### Entries
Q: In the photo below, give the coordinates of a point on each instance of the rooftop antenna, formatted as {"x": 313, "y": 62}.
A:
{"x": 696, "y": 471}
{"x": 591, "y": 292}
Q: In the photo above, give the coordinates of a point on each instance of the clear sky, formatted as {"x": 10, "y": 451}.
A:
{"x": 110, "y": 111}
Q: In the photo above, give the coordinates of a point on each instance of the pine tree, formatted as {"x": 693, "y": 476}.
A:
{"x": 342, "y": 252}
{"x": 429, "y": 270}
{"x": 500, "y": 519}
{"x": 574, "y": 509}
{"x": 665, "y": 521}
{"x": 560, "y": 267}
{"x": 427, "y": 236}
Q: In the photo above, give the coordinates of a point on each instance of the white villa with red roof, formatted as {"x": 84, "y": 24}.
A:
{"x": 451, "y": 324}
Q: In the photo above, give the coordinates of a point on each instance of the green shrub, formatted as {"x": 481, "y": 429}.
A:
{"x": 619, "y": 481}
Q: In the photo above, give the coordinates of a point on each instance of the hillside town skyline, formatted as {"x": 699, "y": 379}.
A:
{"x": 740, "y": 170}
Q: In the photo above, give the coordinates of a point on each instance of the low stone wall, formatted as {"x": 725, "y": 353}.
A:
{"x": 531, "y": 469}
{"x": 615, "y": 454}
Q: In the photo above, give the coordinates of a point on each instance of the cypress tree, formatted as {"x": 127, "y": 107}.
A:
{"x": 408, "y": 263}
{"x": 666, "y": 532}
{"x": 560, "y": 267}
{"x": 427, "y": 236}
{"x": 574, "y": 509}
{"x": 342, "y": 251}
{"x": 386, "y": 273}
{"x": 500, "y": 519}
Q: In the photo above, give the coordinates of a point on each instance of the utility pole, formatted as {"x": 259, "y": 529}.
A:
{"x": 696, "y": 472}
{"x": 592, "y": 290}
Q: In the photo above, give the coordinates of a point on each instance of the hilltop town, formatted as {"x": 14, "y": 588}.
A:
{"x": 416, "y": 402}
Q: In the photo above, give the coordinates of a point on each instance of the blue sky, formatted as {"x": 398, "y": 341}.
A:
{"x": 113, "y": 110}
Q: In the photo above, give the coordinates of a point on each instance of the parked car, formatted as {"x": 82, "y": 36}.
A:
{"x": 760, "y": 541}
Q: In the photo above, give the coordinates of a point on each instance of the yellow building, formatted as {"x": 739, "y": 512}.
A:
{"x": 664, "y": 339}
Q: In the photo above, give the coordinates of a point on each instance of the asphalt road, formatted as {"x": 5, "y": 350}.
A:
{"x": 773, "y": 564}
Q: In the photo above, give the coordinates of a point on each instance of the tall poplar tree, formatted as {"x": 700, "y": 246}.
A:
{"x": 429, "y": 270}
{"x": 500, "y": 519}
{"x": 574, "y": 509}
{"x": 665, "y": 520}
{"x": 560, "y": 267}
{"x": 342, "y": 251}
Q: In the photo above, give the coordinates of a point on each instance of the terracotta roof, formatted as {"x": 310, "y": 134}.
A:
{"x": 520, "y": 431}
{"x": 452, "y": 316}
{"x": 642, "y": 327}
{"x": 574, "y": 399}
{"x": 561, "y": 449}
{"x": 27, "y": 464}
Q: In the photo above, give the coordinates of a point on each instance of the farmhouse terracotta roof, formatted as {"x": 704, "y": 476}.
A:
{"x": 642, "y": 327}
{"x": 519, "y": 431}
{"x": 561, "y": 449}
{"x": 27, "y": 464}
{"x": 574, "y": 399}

### Objective
Copy every one of the records above word for word, from start to finish.

### Answer to this task
Q: In the photo below, give the coordinates of a point on each instance of the rooftop antenna, formatted as {"x": 313, "y": 62}.
A:
{"x": 696, "y": 471}
{"x": 591, "y": 292}
Q: In the photo above, give the coordinates of a point on each instance of the clear sky, formatted as {"x": 10, "y": 451}.
A:
{"x": 110, "y": 111}
Q: In the photo above, give the coordinates of a point on each instance of the pine tree, formatted as {"x": 693, "y": 476}.
A:
{"x": 342, "y": 252}
{"x": 429, "y": 270}
{"x": 500, "y": 519}
{"x": 574, "y": 509}
{"x": 665, "y": 521}
{"x": 560, "y": 267}
{"x": 427, "y": 236}
Q: In the photo above, give the coordinates of a point on each instance of the white villa with red roof, formatted as {"x": 84, "y": 24}.
A:
{"x": 451, "y": 324}
Q: In the photo above, give the coordinates of a point on each instance of the green shrub, formatted as {"x": 481, "y": 429}.
A:
{"x": 619, "y": 481}
Q: In the photo above, give the coordinates of a point on each instance of the hillside town skyline, formatted as {"x": 699, "y": 379}.
A:
{"x": 740, "y": 170}
Q: In the photo above, give the coordinates of a point on each instance of the low stone wall, formatted as {"x": 725, "y": 353}.
A:
{"x": 531, "y": 469}
{"x": 615, "y": 454}
Q: In the photo above, give the coordinates of a point on each instance of the cypress tree, formatted as {"x": 127, "y": 107}.
A:
{"x": 408, "y": 263}
{"x": 666, "y": 532}
{"x": 560, "y": 267}
{"x": 427, "y": 236}
{"x": 574, "y": 509}
{"x": 342, "y": 251}
{"x": 386, "y": 273}
{"x": 500, "y": 519}
Q: In the photo above, give the coordinates of a point on each instance of the utility pole, formatted as {"x": 259, "y": 529}.
A:
{"x": 696, "y": 472}
{"x": 592, "y": 290}
Q: In the photo above, give the coordinates of a point on each instance of the hilltop town, formatted as {"x": 14, "y": 588}.
A:
{"x": 416, "y": 402}
Q: In the photo above, give the coordinates of a point on each instance of the blue sky, formatted as {"x": 398, "y": 341}.
A:
{"x": 113, "y": 110}
Q: In the photo above, give the coordinates of a point on each instance of the parked car, formatted as {"x": 82, "y": 36}.
A:
{"x": 760, "y": 541}
Q: In the photo above, give the coordinates of a point on each instance of the yellow building, formatted as {"x": 739, "y": 512}.
A:
{"x": 664, "y": 339}
Q: In the photo above, give the coordinates of a point on each instance of the asphalt road, formatted as {"x": 5, "y": 350}.
A:
{"x": 773, "y": 564}
Q: In the photo above, give the coordinates of a point on each instance of the tall poplar tree, formatted as {"x": 700, "y": 246}.
A:
{"x": 429, "y": 270}
{"x": 500, "y": 519}
{"x": 574, "y": 509}
{"x": 665, "y": 520}
{"x": 560, "y": 267}
{"x": 342, "y": 251}
Q: In the photo above, give the coordinates of a point on each instance of the terracotta roof, formatted as {"x": 310, "y": 134}.
A:
{"x": 520, "y": 431}
{"x": 452, "y": 316}
{"x": 642, "y": 327}
{"x": 574, "y": 399}
{"x": 561, "y": 449}
{"x": 27, "y": 464}
Q: In the photo above, give the coordinates of a point on each instance of the farmhouse terracotta roof, formatted as {"x": 704, "y": 476}.
A:
{"x": 642, "y": 327}
{"x": 519, "y": 431}
{"x": 561, "y": 449}
{"x": 27, "y": 464}
{"x": 574, "y": 399}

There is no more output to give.